> [WORK INSTRUCTIONS]:
From the records that follow, copy every line in which "taillight" appears.

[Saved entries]

╔══

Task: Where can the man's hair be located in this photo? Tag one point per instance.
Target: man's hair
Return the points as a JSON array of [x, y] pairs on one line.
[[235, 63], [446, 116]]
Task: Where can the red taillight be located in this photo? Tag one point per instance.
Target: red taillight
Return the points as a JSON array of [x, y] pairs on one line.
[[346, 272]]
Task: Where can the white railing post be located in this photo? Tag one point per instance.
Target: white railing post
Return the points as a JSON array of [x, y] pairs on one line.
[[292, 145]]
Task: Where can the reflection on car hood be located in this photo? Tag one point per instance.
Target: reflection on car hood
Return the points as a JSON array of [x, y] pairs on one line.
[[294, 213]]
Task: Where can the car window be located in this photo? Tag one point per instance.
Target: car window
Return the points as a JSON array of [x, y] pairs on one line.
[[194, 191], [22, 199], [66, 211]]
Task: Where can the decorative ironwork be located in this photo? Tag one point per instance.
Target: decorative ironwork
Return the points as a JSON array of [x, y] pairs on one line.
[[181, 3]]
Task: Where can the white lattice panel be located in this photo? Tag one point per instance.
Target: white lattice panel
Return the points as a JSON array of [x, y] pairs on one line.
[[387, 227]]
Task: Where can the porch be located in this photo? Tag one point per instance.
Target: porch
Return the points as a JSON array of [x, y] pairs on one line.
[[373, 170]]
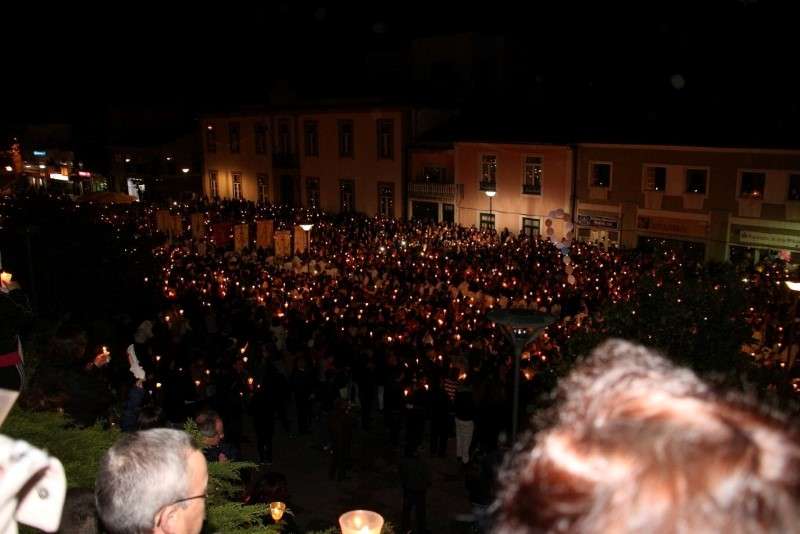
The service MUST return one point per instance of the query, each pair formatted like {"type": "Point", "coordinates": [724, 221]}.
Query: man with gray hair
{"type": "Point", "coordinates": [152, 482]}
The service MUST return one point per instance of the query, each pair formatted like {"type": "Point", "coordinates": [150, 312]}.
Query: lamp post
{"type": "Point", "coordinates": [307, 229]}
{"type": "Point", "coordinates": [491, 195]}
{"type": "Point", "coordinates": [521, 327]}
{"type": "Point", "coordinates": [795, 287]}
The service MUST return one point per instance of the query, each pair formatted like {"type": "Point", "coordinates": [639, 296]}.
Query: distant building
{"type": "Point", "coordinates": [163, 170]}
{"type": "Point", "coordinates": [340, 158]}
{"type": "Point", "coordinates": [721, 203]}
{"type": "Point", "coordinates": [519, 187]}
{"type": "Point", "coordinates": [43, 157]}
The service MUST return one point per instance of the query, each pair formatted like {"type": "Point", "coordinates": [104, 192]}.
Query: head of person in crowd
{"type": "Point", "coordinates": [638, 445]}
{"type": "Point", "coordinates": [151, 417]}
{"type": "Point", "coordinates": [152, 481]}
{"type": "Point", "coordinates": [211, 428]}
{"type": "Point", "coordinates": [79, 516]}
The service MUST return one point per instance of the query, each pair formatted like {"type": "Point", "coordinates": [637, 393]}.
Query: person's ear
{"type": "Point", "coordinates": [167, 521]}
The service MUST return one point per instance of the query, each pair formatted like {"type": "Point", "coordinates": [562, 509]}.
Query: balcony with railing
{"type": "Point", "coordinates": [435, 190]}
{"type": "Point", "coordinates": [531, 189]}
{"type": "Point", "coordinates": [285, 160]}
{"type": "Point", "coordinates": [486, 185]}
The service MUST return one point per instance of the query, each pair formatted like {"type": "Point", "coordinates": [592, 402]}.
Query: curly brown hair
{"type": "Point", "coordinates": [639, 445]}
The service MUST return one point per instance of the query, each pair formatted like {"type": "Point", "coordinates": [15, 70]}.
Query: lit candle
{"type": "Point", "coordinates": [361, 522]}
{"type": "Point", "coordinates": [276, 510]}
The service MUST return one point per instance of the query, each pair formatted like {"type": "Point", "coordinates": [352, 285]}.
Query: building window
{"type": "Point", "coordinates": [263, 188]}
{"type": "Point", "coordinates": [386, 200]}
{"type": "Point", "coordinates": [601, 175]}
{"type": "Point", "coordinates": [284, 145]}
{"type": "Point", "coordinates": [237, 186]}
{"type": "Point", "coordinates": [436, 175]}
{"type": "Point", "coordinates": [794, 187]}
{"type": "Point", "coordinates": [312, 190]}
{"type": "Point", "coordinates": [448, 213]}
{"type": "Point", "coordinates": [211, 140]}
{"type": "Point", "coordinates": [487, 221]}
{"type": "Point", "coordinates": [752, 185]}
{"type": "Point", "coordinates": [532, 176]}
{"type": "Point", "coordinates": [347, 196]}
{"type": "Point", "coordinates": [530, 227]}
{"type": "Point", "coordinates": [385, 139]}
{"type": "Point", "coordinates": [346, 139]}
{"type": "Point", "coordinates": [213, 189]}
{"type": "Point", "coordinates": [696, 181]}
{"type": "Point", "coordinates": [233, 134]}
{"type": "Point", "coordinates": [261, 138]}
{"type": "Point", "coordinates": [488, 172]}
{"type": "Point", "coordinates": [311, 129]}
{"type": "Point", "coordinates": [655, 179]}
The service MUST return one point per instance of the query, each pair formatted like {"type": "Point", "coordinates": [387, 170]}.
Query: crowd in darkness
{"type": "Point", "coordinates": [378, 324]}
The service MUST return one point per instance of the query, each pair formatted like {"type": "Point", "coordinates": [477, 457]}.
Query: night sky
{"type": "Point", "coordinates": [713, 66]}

╚══

> [COMPLETED EXERCISE]:
Task: Where can the red taillight be located in this photo? Tag one point per instance.
Target: red taillight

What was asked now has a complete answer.